◆ Ausgewählter Auszug:
Hausgemacht: Ein Altbau, der saniert werden muss, ist aber nur etwas für Käufer, die viel Zeit mitbringen, oder?

Inke Paulsen: Nicht unbedingt. Ein Altbau kann zum Beispiel auch ein Projekt für Familien mit Kindern sein, die wenig Zeit haben. Es ist dann nur wichtig, einen Spezialisten zu engagieren, der den Überblick behält. Ein Architekt kann hier das komplette Planungsprogramm übernehmen: Die Kostenkalkulation, den Zeitplan und inhaltliche Aspekte, wie Entwürfe, Bauanträge und auch die Ausführungspläne. Ich finde es als Architektin besonders interessant, alle Phasen zu betreuen – von der Idee am Anfang bis zur Bauleitung am Ende. Nichtsdestotrotz sollte sich aber jeder vor dem Kauf ernsthaft überlegen: Bin ich ein „Altbau- oder Neubau-Typ“? Will man auf einer Baustelle wohnen? Oder lieber doch ein Haus im Katalog shoppen?

Hausgemacht: Ich bin ganz klar ein „Altbau-Typ“. Wenn diese Entscheidung feststeht, was kommt dann als Nächstes?

Inke Paulsen: Derzeit besteht das Problem, dass es zu wenig zu kaufen gibt. Dadurch kaufen viele die falschen Häuser. Immobilien, die nicht zu ihnen passen, bei denen sie die Mängel nicht kennen oder wo ihnen die Kosten über den Kopf wachsen. Eine Beratung vorab ist sehr wichtig! Ich biete immer an, mit zur Besichtigung zu kommen. Lieber ein paar hundert Euro dafür ausgeben, dass ein Architekt als Experte dabei ist, als hinterher in die Kostenfalle tappen.

Hausgemacht: Haben Sie das in der Praxis erlebt?

◆ Erfasste Angaben:
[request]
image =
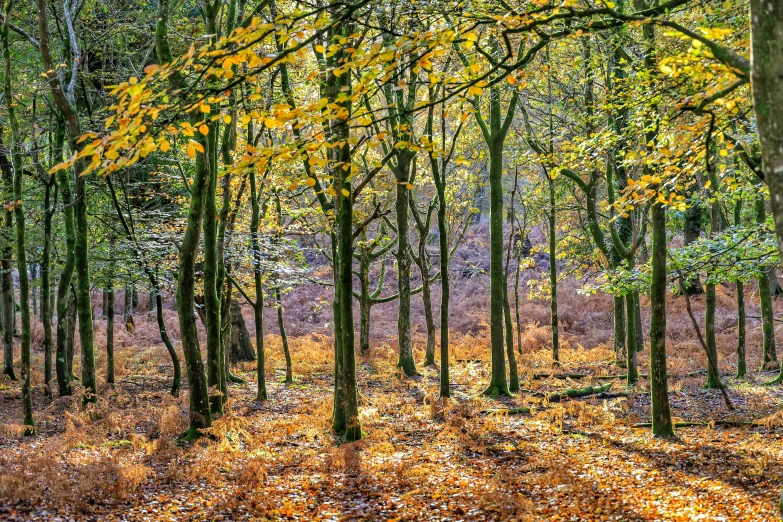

◆ Aufgabe:
Erklären Sie in ein bis drei Sätzen anhand des Interviews zum Altbaukauf, warum Inke Paulsen eine Beratung vor dem Kauf für sehr wichtig hält.

◆ Antwort:
Derzeit gibt es zu wenig zu kaufen, deshalb kaufen viele die falschen Häuser. Diese Immobilien passen nicht zu ihnen, haben ihnen unbekannte Mängel, oder die Kosten wachsen ihnen über den Kopf. Darum sei es besser, ein paar hundert Euro für einen Architekten bei der Besichtigung auszugeben, als hinterher in die Kostenfalle zu tappen.